+++ Given passage

Tag Archives: sports

Physical activity is essential for children. Here’s how they can (and should) get it.

Regular physical activity is essential for optimal growth, development, and health in children. The Physical Activity Guidelines for Americans, first published in 2008, recommend that all children and adolescents should do at least one hour of physical activity each day. Most of this time should be spent in moderate or vigorous-intensity aerobic physical activity.

Additionally, children should include muscle and bone-strengthening activity at least 3 days a week as part of the 60 or more minutes per day. The importance of physical activity for children and solutions for how to make it work is the topic of my Health & Fitness column in the Aiken Standard this week.

Kids on playground


These activities should be appropriate for their age, be enjoyable, and offer variety. In younger children, active play that involves running, jumping, and climbing meets the call for aerobic as well as muscle and bone-strengthening activity. Older kids can get these types of exercise through sports, physical education in school, or other active pursuits.

Unfortunately, most kids don’t meet these recommendations. According to one survey, only about 30 percent of high school students participated in at least 60 minutes per day of physical activity during the week prior to the survey. That means that less than a third of high school students meet the recommendation! Worse, 14 percent of high school students did not participate in 60 or more minutes of physical activity on any day in the week leading up to the survey.

++++++

■ What you will do:
A – According to the piece on children's physical activity, what three qualities should kids' activities have?
B – From the piece on children's physical activity, copy word for word the part that opens with the words containing "Kids on playground" and closes with "other active pursuits.".
C – Does the piece on children's physical activity support each statement? (i) The Physical Activity Guidelines for Americans were first published in 2008. (ii) Children should do muscle and bone-strengthening activity at least 5 days a week. (iii) About 14 percent of high school students got at least 60 minutes of physical activity per day. Answer yes or no for each and quote the words that decide it.
The lines after this play no part here.

+++ Dataset content

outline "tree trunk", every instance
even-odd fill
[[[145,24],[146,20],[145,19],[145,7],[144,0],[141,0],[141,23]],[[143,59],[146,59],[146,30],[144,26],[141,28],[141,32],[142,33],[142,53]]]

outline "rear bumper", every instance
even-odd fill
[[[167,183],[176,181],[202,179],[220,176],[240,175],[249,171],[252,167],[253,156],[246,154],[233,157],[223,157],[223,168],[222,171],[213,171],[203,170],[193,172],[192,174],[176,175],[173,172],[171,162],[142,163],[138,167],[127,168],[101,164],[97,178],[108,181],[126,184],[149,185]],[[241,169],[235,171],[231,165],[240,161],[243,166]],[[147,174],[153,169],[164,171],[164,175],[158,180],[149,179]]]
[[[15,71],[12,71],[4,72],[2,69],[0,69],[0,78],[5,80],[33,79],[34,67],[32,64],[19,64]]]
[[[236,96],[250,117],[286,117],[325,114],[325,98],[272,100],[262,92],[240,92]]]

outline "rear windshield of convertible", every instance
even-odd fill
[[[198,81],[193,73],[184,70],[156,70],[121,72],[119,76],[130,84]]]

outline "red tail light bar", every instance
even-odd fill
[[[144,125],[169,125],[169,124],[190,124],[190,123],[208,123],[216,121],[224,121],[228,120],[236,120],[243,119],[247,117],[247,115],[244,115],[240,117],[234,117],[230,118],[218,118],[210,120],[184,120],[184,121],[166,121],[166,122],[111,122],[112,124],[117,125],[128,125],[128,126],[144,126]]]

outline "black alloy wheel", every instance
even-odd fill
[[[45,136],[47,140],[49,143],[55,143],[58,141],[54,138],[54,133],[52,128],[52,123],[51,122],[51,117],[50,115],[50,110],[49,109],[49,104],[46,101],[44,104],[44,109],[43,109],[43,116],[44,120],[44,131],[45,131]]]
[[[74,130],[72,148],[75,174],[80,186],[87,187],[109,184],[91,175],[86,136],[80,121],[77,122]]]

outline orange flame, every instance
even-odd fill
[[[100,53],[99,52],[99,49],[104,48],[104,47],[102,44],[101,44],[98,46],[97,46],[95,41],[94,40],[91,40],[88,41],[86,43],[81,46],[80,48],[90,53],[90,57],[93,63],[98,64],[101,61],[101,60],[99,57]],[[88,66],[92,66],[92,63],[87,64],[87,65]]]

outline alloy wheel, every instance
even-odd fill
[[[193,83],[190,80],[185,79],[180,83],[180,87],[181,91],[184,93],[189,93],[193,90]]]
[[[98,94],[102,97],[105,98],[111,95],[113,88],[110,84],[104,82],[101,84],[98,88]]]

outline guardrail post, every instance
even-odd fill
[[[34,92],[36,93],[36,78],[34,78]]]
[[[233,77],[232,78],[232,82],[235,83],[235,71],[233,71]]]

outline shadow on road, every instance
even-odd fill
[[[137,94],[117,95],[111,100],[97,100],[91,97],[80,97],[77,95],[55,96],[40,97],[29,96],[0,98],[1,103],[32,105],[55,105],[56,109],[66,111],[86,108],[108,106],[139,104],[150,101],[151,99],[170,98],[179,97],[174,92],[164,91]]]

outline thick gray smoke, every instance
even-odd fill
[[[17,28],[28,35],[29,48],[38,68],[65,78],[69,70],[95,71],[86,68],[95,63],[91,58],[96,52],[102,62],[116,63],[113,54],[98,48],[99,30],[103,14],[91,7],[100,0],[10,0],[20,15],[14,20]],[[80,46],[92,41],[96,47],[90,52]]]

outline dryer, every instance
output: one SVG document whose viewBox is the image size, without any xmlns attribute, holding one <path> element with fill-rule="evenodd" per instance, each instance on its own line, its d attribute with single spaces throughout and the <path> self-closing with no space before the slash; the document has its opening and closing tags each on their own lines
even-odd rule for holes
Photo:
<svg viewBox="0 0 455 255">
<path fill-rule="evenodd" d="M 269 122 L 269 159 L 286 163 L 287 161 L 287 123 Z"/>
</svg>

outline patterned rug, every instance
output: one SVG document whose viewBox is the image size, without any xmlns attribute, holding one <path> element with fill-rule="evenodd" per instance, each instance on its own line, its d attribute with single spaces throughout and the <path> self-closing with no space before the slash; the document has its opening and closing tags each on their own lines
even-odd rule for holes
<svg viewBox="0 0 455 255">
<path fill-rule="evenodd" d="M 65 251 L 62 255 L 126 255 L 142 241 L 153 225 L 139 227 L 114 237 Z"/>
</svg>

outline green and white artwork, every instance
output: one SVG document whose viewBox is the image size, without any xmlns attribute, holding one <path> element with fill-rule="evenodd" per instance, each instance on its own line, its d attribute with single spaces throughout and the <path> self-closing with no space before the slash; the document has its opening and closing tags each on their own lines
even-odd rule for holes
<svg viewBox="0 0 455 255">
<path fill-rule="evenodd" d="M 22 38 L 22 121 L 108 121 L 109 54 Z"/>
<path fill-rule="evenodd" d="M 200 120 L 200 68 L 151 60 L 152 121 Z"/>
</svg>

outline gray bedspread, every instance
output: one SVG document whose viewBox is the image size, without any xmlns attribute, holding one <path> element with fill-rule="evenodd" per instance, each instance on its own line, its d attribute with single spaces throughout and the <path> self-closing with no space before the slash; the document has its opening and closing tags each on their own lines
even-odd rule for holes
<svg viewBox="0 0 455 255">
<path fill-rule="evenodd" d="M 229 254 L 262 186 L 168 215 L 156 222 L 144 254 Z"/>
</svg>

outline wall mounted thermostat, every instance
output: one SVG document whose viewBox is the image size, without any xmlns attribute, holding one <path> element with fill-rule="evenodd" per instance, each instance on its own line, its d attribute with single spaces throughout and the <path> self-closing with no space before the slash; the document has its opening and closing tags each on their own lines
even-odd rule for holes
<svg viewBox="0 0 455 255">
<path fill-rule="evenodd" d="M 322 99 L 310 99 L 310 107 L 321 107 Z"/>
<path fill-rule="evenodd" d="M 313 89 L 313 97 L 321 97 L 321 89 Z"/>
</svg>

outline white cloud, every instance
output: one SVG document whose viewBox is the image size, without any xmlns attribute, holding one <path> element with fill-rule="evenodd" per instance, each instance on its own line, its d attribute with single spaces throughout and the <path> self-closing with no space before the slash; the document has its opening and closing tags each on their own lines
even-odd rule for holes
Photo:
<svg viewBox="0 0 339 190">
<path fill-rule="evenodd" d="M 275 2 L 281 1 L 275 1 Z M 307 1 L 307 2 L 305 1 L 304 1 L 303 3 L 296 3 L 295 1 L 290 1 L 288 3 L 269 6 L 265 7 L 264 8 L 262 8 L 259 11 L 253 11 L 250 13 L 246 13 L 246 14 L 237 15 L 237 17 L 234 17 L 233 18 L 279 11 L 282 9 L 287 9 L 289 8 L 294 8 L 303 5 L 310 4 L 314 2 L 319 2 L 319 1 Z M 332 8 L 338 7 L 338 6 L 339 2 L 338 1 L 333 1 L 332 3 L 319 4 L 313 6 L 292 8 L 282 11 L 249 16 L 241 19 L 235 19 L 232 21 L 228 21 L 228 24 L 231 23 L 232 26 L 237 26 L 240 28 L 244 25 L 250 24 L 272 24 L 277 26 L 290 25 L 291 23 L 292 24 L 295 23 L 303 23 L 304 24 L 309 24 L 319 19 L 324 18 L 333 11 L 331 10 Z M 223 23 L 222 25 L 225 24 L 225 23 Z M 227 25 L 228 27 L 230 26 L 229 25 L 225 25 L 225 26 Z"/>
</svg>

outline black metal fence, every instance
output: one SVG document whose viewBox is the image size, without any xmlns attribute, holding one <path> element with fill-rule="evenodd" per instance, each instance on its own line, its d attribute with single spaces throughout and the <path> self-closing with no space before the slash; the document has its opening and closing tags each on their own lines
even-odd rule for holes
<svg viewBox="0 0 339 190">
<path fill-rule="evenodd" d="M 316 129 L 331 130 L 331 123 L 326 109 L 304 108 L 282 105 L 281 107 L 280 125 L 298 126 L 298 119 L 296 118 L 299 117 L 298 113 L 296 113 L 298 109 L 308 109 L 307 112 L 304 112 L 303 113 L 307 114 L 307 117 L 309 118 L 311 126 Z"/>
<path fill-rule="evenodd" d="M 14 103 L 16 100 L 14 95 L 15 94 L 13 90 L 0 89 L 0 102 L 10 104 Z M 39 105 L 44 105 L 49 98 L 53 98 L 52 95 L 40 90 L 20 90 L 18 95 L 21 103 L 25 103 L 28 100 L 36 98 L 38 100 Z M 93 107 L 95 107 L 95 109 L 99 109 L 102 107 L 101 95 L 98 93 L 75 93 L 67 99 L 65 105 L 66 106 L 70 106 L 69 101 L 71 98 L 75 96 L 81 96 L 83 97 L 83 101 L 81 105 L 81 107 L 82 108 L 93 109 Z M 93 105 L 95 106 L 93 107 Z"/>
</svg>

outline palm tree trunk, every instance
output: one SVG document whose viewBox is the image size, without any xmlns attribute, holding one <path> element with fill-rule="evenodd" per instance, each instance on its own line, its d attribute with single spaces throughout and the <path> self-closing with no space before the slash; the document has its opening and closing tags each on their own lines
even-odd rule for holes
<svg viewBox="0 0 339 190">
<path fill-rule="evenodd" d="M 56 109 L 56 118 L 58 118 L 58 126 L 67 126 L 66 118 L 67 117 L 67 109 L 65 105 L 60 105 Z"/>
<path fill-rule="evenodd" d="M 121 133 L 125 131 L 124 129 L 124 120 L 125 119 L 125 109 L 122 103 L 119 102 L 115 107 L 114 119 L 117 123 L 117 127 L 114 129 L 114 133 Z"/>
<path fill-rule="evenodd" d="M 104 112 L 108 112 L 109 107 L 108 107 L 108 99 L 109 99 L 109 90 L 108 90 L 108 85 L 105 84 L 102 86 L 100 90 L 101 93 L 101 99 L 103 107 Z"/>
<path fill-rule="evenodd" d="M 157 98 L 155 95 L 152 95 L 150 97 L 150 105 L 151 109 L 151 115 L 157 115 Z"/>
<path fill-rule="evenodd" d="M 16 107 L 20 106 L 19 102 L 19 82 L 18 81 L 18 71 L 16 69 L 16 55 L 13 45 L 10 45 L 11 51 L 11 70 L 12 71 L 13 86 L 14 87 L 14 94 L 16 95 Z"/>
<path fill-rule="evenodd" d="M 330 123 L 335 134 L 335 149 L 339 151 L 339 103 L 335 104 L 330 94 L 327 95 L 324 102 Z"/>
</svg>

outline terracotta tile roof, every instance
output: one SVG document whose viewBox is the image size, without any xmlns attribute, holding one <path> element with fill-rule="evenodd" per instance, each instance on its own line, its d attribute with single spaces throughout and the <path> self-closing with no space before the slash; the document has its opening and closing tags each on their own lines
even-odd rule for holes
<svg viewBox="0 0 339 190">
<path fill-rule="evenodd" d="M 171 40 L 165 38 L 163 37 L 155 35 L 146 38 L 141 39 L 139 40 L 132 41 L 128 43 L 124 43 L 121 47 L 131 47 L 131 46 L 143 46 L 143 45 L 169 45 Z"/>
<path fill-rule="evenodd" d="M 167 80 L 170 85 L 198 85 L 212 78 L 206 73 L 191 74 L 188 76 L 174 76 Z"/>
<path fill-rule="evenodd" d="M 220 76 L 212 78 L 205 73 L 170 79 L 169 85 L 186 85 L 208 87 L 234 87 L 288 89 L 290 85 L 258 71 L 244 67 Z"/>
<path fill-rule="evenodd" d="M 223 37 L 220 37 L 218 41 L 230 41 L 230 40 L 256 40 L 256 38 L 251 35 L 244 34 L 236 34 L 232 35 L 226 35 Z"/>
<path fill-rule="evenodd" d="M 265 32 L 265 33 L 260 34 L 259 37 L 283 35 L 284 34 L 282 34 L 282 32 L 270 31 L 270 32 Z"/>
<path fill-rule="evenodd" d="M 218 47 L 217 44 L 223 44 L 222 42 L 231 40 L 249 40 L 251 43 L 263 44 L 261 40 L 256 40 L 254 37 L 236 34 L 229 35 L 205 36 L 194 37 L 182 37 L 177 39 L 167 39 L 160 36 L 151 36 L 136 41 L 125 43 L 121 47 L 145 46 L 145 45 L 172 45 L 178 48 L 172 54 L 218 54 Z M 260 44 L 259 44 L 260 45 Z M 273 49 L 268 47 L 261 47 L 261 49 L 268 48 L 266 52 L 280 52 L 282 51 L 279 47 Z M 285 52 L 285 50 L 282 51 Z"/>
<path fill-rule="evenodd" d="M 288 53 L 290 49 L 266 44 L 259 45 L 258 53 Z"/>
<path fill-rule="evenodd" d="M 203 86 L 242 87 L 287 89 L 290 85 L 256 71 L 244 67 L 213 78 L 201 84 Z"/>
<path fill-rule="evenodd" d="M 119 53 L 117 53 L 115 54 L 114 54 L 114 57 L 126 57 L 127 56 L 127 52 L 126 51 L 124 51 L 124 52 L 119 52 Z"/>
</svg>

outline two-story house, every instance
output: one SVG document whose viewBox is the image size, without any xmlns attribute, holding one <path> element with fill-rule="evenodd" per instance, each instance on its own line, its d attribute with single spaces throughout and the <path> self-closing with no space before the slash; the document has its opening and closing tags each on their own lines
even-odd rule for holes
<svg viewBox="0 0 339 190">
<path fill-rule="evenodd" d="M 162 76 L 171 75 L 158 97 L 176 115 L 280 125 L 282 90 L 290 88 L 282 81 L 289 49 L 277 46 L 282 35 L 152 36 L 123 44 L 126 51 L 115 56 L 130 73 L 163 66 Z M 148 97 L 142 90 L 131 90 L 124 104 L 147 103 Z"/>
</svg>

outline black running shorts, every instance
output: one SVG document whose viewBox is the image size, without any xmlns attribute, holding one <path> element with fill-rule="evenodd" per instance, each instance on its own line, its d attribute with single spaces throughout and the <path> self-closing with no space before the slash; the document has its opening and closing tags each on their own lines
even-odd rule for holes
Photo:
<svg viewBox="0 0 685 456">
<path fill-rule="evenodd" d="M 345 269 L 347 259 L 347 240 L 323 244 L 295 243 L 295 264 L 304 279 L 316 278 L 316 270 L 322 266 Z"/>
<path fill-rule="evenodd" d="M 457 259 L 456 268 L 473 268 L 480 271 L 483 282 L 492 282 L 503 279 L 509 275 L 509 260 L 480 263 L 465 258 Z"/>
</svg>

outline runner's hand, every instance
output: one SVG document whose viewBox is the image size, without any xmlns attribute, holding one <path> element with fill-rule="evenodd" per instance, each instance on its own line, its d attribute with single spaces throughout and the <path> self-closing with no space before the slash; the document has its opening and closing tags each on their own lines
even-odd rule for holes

++++++

■ The results:
A –
- Appropriate for their age
- Enjoyable
- Offer variety

B –
Kids on playground


These activities should be appropriate for their age, be enjoyable, and offer variety. In younger children, active play that involves running, jumping, and climbing meets the call for aerobic as well as muscle and bone-strengthening activity. Older kids can get these types of exercise through sports, physical education in school, or other active pursuits.

C –
(i) Yes: "The Physical Activity Guidelines for Americans, first published in 2008"
(ii) No: "children should include muscle and bone-strengthening activity at least 3 days a week"
(iii) No: "only about 30 percent of high school students participated in at least 60 minutes per day of physical activity"